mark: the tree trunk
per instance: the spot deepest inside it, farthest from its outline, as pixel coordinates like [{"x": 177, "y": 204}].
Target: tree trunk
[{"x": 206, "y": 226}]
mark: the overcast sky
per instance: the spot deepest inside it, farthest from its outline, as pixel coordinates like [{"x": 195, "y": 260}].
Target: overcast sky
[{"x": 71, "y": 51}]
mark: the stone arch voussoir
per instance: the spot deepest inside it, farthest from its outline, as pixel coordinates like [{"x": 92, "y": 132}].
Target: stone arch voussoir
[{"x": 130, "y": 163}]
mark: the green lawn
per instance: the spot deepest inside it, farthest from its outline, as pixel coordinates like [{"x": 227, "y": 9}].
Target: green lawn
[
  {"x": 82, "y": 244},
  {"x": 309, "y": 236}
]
......
→ **Directive**
Copy every one of the records above line for line, without changing a single character.

→ **Written reply**
mark: the tree trunk
per instance: the spot deepest inside it, farthest from its outline, as pixel coordinates like [{"x": 177, "y": 204}].
Target: tree trunk
[{"x": 206, "y": 226}]
mark: the overcast sky
per instance: the spot deepest inside it, farthest from its outline, as pixel coordinates like [{"x": 195, "y": 260}].
Target: overcast sky
[{"x": 71, "y": 51}]
mark: the stone arch voussoir
per instance: the spot deepest inside it, farthest from its outline, as pixel coordinates like [{"x": 92, "y": 132}].
Target: stone arch voussoir
[{"x": 130, "y": 163}]
mark: the green lawn
per instance: the spot deepest inside it, farthest from its outline, as pixel coordinates like [{"x": 227, "y": 9}].
Target: green lawn
[
  {"x": 82, "y": 244},
  {"x": 309, "y": 236}
]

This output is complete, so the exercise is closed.